Tugas Latihan:
a - Jawablah pertanyaan berikut berdasarkan teks tentang Soe Hok Gie.
(i) Menurut teks, apa dua pilihan yang ada di Indonesia saat itu?
(ii) Dengan tokoh besar siapa konsepsi pemikiran Soe Hok Gie selalu dikaitkan?
(iii) Siapa teman sejawat Soe Hok Gie yang disebut dalam teks?
b - Tolong ketik ulang bagian teks tentang Soe Hok Gie mulai dari "Masyarakat Indonesia, khususnya" sampai dengan "dalam tulisan tangannya.", persis sama dengan aslinya.

Kutipan Teks:
__________

Sabtu, 12 Mei 2012

Pemikiran Politik Soe Hok Gie


Di kehidupan tahun 60-an Indonesia, 20 tahun setelah Bangsa Indonesia mendeklarasikannya dirinya sebagai Negara yang merdeka, terdapat pemikir, pengerak dan pemantau dari segala sisi di roda pemerintahan khususnya yang bernada human interest. Di kalangan pemuda dan pemudi yang tergolong reaktif  menggalakkan keadilan di zaman yang tak mengenal yang namanya keadilan, di zaman yang tak pernah mendengar aspirasi dari masyarakat, di zaman yang kesemua ketentuan berada di atas tampa mendengar sumbangsi pemikiran dari kaum intelek yang mencoba mengangkat martabat kaum tertindas, terkenal salah seorang intelek yang hadir dengan pendiriannya yang teguh dan konsisten saat hanya ada dua pilihan di Indonesia yakni apatis dan idealis, ia rela mengambil pilihan kedua walaupun ia nantinya akan di jauhi, di asingkan dan di tolak ketika ingin melakukaningrup kepada pihak lain, ya dialah Soe Hok Gie, kolumnis yang dengan tajam mengkritik pemerintah tampa pernah melihat kepentingannya sendiri dan tak pernah memperdulikan keselamatan dirinya. Ia selalu melihat ke“bawah” dan tidak selalu melihat ke“atas”. Saat iming-iming di hadapan mata, ia selalu mengambil langkah untuk menghindari iming-iming itu.

Masyarakat Indonesia, khususnya pembaca setia harian surat kabar Nasional yang beredar, pasti pernah mendengar nama Soe Hok Gie di hampir semua Harian Surat Kabar. Konsepsi pemikirannya yang analitis selalu dikaitkan dengan orang-orang besar seperti Mahatma Gandhi, yang di setiap kesempatan selalu ada dalam tulisan tangannya.

Di dalam kehidupan Soe Hok Gie, ia dikenal sebagai moralis absolut dan humanis universal. Asumsi ini di dasarkan pada prilaku dan sikapnya yang terbuka untuk bergaul dengan siap saja, entahkah dia sebagai musuh maupun lawan, seperti yang dikatakan teman sejawat Soe Hok Gie, Luki Sutirsno Bekti. Ia juga penganut paham pluralisme, multi kultural, berpandangan demokratis, dan lebih cenderung mementingkan kepentingan orang lain ketimbang kepentingan dirinya sendiri.

__________

Data yang Diberikan:
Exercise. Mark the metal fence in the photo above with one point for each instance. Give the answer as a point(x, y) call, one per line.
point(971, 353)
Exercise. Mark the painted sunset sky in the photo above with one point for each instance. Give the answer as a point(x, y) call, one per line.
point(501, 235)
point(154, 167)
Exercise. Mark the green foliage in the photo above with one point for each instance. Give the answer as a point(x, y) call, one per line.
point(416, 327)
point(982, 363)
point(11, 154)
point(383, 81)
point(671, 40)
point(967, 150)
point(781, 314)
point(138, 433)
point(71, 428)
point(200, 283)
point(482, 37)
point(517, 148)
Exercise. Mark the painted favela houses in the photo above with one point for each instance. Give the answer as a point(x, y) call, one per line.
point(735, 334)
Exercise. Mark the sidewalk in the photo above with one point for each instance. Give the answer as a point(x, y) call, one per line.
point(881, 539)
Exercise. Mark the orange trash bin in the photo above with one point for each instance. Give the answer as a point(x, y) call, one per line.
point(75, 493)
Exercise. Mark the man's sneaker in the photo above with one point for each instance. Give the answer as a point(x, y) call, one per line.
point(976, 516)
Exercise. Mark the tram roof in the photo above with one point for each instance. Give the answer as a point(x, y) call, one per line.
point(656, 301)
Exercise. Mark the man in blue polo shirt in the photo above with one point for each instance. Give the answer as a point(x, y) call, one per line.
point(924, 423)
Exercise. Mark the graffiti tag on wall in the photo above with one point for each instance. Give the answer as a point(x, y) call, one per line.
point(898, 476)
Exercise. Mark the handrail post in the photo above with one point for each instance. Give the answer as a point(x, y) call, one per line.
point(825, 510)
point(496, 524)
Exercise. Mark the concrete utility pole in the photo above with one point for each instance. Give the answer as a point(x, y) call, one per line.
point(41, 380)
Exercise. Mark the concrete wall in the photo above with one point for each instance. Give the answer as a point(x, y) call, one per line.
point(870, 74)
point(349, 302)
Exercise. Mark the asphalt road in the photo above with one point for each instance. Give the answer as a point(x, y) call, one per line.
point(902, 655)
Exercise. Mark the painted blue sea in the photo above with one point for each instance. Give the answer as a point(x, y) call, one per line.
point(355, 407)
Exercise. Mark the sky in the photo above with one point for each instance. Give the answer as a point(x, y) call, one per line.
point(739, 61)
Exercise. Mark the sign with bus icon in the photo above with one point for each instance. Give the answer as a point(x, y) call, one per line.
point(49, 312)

__________

Jawaban Tiap Tugas:
a -
(i) Apatis dan idealis.
(ii) Mahatma Gandhi.
(iii) Luki Sutirsno Bekti.

b -
Masyarakat Indonesia, khususnya pembaca setia harian surat kabar Nasional yang beredar, pasti pernah mendengar nama Soe Hok Gie di hampir semua Harian Surat Kabar. Konsepsi pemikirannya yang analitis selalu dikaitkan dengan orang-orang besar seperti Mahatma Gandhi, yang di setiap kesempatan selalu ada dalam tulisan tangannya.